_データセットのレコード_
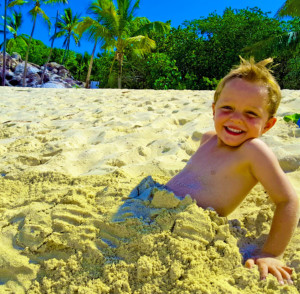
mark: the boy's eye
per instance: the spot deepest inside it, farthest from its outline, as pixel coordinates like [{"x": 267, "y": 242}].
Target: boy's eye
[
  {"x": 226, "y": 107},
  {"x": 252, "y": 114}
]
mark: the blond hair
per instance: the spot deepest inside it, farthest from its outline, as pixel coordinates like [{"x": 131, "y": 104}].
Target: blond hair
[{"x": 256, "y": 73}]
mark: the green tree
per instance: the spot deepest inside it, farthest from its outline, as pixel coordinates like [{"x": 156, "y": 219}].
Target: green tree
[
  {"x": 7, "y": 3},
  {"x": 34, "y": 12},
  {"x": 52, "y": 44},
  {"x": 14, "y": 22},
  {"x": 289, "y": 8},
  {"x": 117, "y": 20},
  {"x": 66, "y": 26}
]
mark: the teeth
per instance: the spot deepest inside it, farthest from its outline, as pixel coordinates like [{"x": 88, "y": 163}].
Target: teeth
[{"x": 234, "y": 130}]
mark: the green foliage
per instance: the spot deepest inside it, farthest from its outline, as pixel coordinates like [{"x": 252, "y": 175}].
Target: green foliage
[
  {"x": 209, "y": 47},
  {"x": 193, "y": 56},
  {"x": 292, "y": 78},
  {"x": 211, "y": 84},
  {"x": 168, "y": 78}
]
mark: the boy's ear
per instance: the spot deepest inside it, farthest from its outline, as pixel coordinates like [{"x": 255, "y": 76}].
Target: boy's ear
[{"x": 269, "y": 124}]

_問題の詳細_
上のすべてのレコードの各行を、列名「番号」と「内容」のMarkdownの表に変換してください。空行は除き、画像は表に入れないこと。

_解答済み問題_
| 番号 | 内容 |
|---|---|
| 1 | mark: the boy's eye |
| 2 | per instance: the spot deepest inside it, farthest from its outline, as pixel coordinates like [{"x": 267, "y": 242}]. |
| 3 | Target: boy's eye |
| 4 | [ |
| 5 |   {"x": 226, "y": 107}, |
| 6 |   {"x": 252, "y": 114} |
| 7 | ] |
| 8 | mark: the blond hair |
| 9 | per instance: the spot deepest inside it, farthest from its outline, as pixel coordinates like [{"x": 131, "y": 104}]. |
| 10 | Target: blond hair |
| 11 | [{"x": 256, "y": 73}] |
| 12 | mark: the green tree |
| 13 | per instance: the spot deepest inside it, farthest from its outline, as pixel coordinates like [{"x": 156, "y": 219}]. |
| 14 | Target: green tree |
| 15 | [ |
| 16 |   {"x": 7, "y": 3}, |
| 17 |   {"x": 34, "y": 12}, |
| 18 |   {"x": 52, "y": 44}, |
| 19 |   {"x": 14, "y": 22}, |
| 20 |   {"x": 289, "y": 8}, |
| 21 |   {"x": 117, "y": 20}, |
| 22 |   {"x": 66, "y": 26} |
| 23 | ] |
| 24 | mark: the teeth |
| 25 | per instance: the spot deepest inside it, farthest from its outline, as pixel coordinates like [{"x": 88, "y": 163}]. |
| 26 | Target: teeth |
| 27 | [{"x": 234, "y": 130}] |
| 28 | mark: the green foliage |
| 29 | per instance: the spot deepest inside it, farthest from its outline, as pixel coordinates like [{"x": 252, "y": 175}]. |
| 30 | Target: green foliage |
| 31 | [ |
| 32 |   {"x": 209, "y": 47}, |
| 33 |   {"x": 193, "y": 56}, |
| 34 |   {"x": 292, "y": 78}, |
| 35 |   {"x": 211, "y": 84}, |
| 36 |   {"x": 168, "y": 78} |
| 37 | ] |
| 38 | mark: the boy's ear |
| 39 | per instance: the spot deepest inside it, farthest from its outline, as pixel coordinates like [{"x": 255, "y": 76}]. |
| 40 | Target: boy's ear |
| 41 | [{"x": 269, "y": 124}] |